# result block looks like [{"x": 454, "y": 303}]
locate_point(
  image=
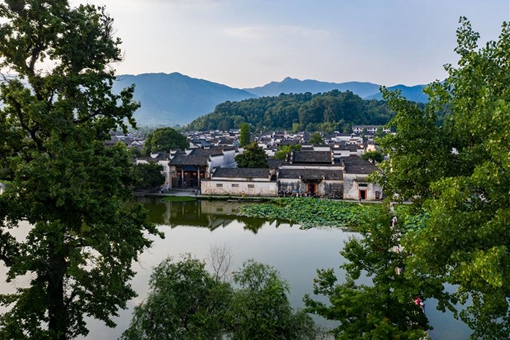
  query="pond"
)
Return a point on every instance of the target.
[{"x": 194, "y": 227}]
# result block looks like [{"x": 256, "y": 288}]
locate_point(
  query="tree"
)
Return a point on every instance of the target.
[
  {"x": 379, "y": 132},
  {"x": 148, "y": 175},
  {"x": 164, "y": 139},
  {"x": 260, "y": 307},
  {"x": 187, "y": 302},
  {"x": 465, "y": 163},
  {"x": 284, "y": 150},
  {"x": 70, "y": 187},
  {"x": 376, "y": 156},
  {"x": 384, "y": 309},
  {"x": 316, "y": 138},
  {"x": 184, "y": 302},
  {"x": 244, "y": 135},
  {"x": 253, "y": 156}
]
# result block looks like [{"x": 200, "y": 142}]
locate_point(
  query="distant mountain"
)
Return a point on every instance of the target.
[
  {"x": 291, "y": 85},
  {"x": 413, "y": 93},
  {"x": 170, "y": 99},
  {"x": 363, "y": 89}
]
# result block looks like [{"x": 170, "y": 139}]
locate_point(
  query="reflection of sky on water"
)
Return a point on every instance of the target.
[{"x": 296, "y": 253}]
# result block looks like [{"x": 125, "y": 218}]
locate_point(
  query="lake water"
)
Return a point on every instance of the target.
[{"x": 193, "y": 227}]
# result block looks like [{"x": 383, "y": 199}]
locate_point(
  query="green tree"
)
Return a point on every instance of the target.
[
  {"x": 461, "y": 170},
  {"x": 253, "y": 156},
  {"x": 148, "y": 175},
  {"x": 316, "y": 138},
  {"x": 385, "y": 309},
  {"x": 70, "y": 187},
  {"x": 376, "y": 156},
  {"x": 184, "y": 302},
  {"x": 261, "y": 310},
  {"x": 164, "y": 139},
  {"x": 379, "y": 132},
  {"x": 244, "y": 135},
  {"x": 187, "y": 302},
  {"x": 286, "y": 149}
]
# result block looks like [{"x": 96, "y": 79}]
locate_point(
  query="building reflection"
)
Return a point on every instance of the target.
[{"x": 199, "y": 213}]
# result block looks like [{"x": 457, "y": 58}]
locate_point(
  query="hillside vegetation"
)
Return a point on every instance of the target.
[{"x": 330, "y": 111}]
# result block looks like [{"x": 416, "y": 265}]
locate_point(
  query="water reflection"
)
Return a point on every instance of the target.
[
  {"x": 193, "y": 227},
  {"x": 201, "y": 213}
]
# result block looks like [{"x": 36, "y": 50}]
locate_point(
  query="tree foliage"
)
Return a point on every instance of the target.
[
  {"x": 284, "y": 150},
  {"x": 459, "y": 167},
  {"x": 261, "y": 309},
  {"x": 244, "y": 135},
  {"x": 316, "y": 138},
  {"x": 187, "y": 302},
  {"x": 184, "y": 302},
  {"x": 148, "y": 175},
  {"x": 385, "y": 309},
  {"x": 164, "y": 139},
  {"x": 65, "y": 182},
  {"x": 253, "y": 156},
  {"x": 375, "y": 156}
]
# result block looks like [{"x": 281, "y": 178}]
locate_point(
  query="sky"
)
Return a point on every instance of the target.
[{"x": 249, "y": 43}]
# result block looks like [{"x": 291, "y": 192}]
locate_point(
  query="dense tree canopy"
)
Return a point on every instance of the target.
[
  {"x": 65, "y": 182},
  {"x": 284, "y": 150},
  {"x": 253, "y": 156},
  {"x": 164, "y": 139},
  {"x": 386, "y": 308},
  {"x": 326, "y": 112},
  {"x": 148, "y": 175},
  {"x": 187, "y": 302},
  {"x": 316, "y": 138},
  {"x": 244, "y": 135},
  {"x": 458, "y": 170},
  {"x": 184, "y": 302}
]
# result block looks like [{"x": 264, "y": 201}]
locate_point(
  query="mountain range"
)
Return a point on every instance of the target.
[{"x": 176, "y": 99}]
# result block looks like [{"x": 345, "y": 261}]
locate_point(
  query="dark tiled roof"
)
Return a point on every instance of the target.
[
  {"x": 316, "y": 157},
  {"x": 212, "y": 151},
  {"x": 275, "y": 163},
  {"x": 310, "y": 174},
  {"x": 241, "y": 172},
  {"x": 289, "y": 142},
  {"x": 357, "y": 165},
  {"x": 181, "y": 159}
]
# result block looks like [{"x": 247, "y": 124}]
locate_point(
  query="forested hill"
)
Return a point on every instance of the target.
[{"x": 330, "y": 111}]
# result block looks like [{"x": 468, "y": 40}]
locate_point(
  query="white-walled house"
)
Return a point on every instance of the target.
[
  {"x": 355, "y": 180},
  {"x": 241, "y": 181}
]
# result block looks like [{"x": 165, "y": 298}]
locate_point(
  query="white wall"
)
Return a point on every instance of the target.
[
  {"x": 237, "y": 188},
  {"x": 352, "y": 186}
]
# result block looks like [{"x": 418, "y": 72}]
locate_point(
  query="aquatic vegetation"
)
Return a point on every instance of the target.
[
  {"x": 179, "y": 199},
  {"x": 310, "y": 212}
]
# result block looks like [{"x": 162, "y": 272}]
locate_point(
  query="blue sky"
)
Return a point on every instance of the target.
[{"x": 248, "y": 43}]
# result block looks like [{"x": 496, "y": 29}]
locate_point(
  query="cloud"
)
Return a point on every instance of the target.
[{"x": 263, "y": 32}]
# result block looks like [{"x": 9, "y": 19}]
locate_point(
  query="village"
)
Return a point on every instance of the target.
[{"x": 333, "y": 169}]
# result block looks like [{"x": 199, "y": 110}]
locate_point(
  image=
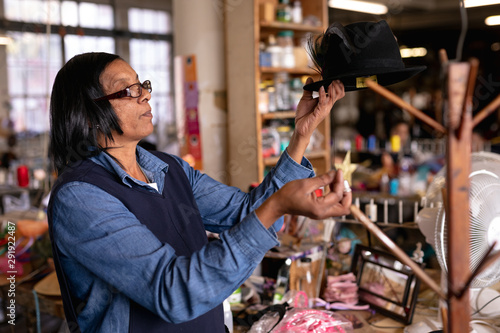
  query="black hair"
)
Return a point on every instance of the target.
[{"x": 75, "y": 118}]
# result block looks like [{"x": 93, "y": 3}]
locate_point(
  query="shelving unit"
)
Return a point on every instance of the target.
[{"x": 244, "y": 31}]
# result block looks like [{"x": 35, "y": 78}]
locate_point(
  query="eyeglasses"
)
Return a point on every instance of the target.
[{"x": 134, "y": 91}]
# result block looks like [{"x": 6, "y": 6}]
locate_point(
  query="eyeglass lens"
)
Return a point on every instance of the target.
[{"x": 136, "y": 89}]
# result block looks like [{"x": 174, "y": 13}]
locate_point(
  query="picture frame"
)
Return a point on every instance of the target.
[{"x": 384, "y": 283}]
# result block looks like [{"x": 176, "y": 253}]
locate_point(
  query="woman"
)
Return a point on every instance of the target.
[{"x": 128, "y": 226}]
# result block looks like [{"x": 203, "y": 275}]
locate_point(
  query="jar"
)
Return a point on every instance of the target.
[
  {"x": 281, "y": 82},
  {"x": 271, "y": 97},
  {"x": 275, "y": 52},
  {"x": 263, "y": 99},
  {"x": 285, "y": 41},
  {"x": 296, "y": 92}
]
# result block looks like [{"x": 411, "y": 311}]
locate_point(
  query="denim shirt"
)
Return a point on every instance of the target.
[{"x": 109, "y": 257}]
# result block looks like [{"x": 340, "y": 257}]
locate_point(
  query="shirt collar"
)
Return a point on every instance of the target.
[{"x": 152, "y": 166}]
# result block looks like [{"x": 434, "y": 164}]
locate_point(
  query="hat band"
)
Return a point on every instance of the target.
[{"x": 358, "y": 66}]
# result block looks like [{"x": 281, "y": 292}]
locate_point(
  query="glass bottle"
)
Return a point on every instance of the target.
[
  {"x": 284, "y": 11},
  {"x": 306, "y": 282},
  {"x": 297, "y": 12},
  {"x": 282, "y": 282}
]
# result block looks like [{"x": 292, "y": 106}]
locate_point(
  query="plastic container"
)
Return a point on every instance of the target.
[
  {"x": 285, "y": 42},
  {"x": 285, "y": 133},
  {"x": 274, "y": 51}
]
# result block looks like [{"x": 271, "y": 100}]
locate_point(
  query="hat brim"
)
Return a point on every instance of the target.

▸ What to do
Quote every record above exactly, omitting any pictures they contain.

▸ Result
# result block looks like [{"x": 454, "y": 303}]
locate_point(
  image=
  query="pond"
)
Return a point on every instance of the target.
[{"x": 194, "y": 227}]
# result block looks like [{"x": 256, "y": 288}]
locate_point(
  query="tree"
)
Return a point on every instance of the target.
[
  {"x": 379, "y": 132},
  {"x": 148, "y": 175},
  {"x": 164, "y": 139},
  {"x": 260, "y": 307},
  {"x": 187, "y": 302},
  {"x": 465, "y": 163},
  {"x": 284, "y": 150},
  {"x": 70, "y": 187},
  {"x": 376, "y": 156},
  {"x": 384, "y": 309},
  {"x": 316, "y": 138},
  {"x": 184, "y": 302},
  {"x": 244, "y": 135},
  {"x": 253, "y": 156}
]
# result block looks like [{"x": 200, "y": 142}]
locate_point(
  query="distant mountain"
)
Return a point on every instance of the target.
[
  {"x": 291, "y": 85},
  {"x": 413, "y": 93},
  {"x": 170, "y": 99},
  {"x": 363, "y": 89}
]
# result block looks like [{"x": 170, "y": 139}]
locate_point(
  query="reflection of sky on water"
)
Return a point on every instance of the target.
[{"x": 296, "y": 253}]
# result block looks like [{"x": 125, "y": 218}]
locate_point(
  query="lake water"
)
Return a point on every instance of the target.
[{"x": 193, "y": 227}]
# result block looks like [{"x": 383, "y": 199}]
locate_point(
  query="green tree"
)
Return a point on every instance of the target.
[
  {"x": 461, "y": 170},
  {"x": 253, "y": 156},
  {"x": 148, "y": 175},
  {"x": 316, "y": 138},
  {"x": 385, "y": 309},
  {"x": 70, "y": 187},
  {"x": 376, "y": 156},
  {"x": 184, "y": 302},
  {"x": 261, "y": 310},
  {"x": 164, "y": 139},
  {"x": 379, "y": 132},
  {"x": 244, "y": 135},
  {"x": 187, "y": 302},
  {"x": 286, "y": 149}
]
# result block looks like [{"x": 96, "y": 79}]
locate_point(
  query="building reflection"
)
Return a point on every instance of the target.
[{"x": 199, "y": 213}]
# result block looks like [{"x": 457, "y": 58}]
locate_point(
  query="hillside vegetation"
)
Return a point on every instance of the target.
[{"x": 330, "y": 111}]
# result block looks like [{"x": 416, "y": 265}]
locate_point(
  query="water reflection"
)
Return a point on every instance of the target.
[
  {"x": 193, "y": 227},
  {"x": 201, "y": 213}
]
# result block looks like [{"x": 36, "y": 50}]
locate_point(
  query="tree foliage"
)
Return a point on every instance of the target.
[
  {"x": 284, "y": 150},
  {"x": 459, "y": 167},
  {"x": 261, "y": 309},
  {"x": 244, "y": 135},
  {"x": 316, "y": 138},
  {"x": 187, "y": 302},
  {"x": 184, "y": 302},
  {"x": 148, "y": 175},
  {"x": 385, "y": 309},
  {"x": 164, "y": 139},
  {"x": 65, "y": 182},
  {"x": 253, "y": 156},
  {"x": 375, "y": 156}
]
# result block looks like [{"x": 281, "y": 178}]
locate_point(
  query="sky"
)
Return a point on every instance of the target.
[{"x": 249, "y": 43}]
# result block looks like [{"x": 291, "y": 192}]
locate_point(
  query="dense tree canopy"
)
Return a point on every instance of the target.
[
  {"x": 65, "y": 182},
  {"x": 284, "y": 150},
  {"x": 253, "y": 156},
  {"x": 164, "y": 139},
  {"x": 386, "y": 308},
  {"x": 326, "y": 112},
  {"x": 148, "y": 175},
  {"x": 187, "y": 302},
  {"x": 316, "y": 138},
  {"x": 244, "y": 135},
  {"x": 458, "y": 170},
  {"x": 184, "y": 302}
]
# result block looks like [{"x": 264, "y": 201}]
locate_point(
  query="mountain range"
)
Return a point on every instance of the target.
[{"x": 176, "y": 99}]
# result block looks like [{"x": 345, "y": 261}]
locate_point(
  query="dark tiled roof"
)
Return a point on every instance of the target.
[
  {"x": 316, "y": 157},
  {"x": 212, "y": 151},
  {"x": 275, "y": 163},
  {"x": 310, "y": 174},
  {"x": 241, "y": 172},
  {"x": 289, "y": 142},
  {"x": 357, "y": 165},
  {"x": 181, "y": 159}
]
# result block looks like [{"x": 247, "y": 124}]
locate_point(
  query="forested hill"
)
Return a point on every instance of the target.
[{"x": 330, "y": 111}]
# result block looks like [{"x": 468, "y": 40}]
locate_point(
  query="white-walled house"
)
Return a point on every instance of the target.
[
  {"x": 355, "y": 180},
  {"x": 241, "y": 181}
]
# result block looks like [{"x": 165, "y": 298}]
locate_point(
  query="white wall"
)
Return a point on every instance of the target.
[
  {"x": 237, "y": 188},
  {"x": 352, "y": 186}
]
# result block looks like [{"x": 418, "y": 72}]
locate_point(
  query="aquatic vegetation"
)
Return a point on every instance of the target.
[
  {"x": 179, "y": 199},
  {"x": 310, "y": 212}
]
# result block looks like [{"x": 162, "y": 272}]
locate_point(
  query="blue sky"
)
Return a point on every instance of the target.
[{"x": 248, "y": 43}]
# result block looks like [{"x": 496, "y": 29}]
locate_point(
  query="cloud"
)
Return a point on every instance of the target.
[{"x": 263, "y": 32}]
# result block looks like [{"x": 9, "y": 19}]
locate_point(
  query="village"
)
Return a point on every instance of the target.
[{"x": 333, "y": 169}]
# result block looks like [{"x": 199, "y": 110}]
locate_point(
  image=
  query="black hair"
)
Return a point on every instance of the target.
[{"x": 75, "y": 118}]
# result block looks like [{"x": 93, "y": 3}]
locate_point(
  query="shelving unit"
)
Return a point on every instance of the target.
[{"x": 244, "y": 31}]
# result block looks like [{"x": 35, "y": 78}]
locate_point(
  query="eyeglasses"
)
Return a point on every instance of the target.
[{"x": 134, "y": 91}]
# result block looks like [{"x": 6, "y": 6}]
locate_point(
  query="eyeglass lens"
)
Return a point on every instance of the target.
[{"x": 136, "y": 89}]
# result block looks like [{"x": 174, "y": 13}]
locate_point(
  query="picture frame"
)
Return a point on every instance of the target.
[{"x": 384, "y": 283}]
# result block looks like [{"x": 176, "y": 253}]
locate_point(
  query="woman"
)
Return a point on every instance of the target.
[{"x": 128, "y": 226}]
# result block looks like [{"x": 203, "y": 275}]
locate_point(
  query="jar"
)
Return a point on every instance of the target.
[
  {"x": 281, "y": 82},
  {"x": 271, "y": 97},
  {"x": 275, "y": 52},
  {"x": 263, "y": 99},
  {"x": 285, "y": 41},
  {"x": 296, "y": 92}
]
# result block looks like [{"x": 411, "y": 311}]
locate_point(
  query="denim shirt"
)
Return a point on every instance of the target.
[{"x": 109, "y": 257}]
# result block looks like [{"x": 340, "y": 257}]
locate_point(
  query="shirt collar"
)
Return a point on every instance of the target.
[{"x": 152, "y": 166}]
# result block looks like [{"x": 434, "y": 164}]
locate_point(
  query="hat band"
)
Return a point on every instance of the target.
[{"x": 358, "y": 66}]
# result block looks like [{"x": 281, "y": 292}]
locate_point(
  query="glass bottle"
)
Return a point on every instance of the target.
[
  {"x": 284, "y": 11},
  {"x": 306, "y": 282},
  {"x": 297, "y": 12},
  {"x": 282, "y": 282}
]
# result block looks like [{"x": 292, "y": 106}]
locate_point(
  query="plastic container"
)
Return a point on every instance of the target.
[
  {"x": 285, "y": 42},
  {"x": 285, "y": 133},
  {"x": 274, "y": 51}
]
# result block looks like [{"x": 271, "y": 100}]
locate_point(
  query="hat brim"
)
Return a point on every instance of the target.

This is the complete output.